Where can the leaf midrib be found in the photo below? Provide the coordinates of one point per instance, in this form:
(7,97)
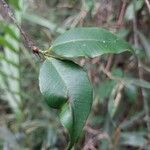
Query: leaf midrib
(81,40)
(54,66)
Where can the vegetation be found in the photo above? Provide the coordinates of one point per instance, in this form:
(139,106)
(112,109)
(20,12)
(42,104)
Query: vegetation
(119,117)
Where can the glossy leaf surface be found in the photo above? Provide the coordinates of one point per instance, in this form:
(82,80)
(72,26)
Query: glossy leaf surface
(65,86)
(88,42)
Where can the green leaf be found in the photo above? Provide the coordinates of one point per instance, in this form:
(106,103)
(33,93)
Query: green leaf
(65,86)
(88,42)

◆ **WHAT THIS TASK INVOLVES**:
Copy out the listing above in full and leave out its pictures.

◆ **ANSWER FOR THIS EXERCISE**:
Where can the leaf midrib be found in the photo below? Provide the coordinates of one point per instance, in this form:
(7,97)
Query: leaf midrib
(81,40)
(54,66)
Where can the vegetation be found in the photo above? Provide the coordinates of one point per instance, in this form:
(139,106)
(112,109)
(20,12)
(42,104)
Query: vegetation
(119,117)
Where can the glossy leaf surface be found in the photo above? Provide the coordinates of one point per instance, in this form:
(82,80)
(72,26)
Query: glossy leaf surface
(65,86)
(88,42)
Where can the green leaf be found in the photo above? Provide the coordinates of one point per instance, in this form:
(106,103)
(33,93)
Query: green leaf
(65,86)
(88,42)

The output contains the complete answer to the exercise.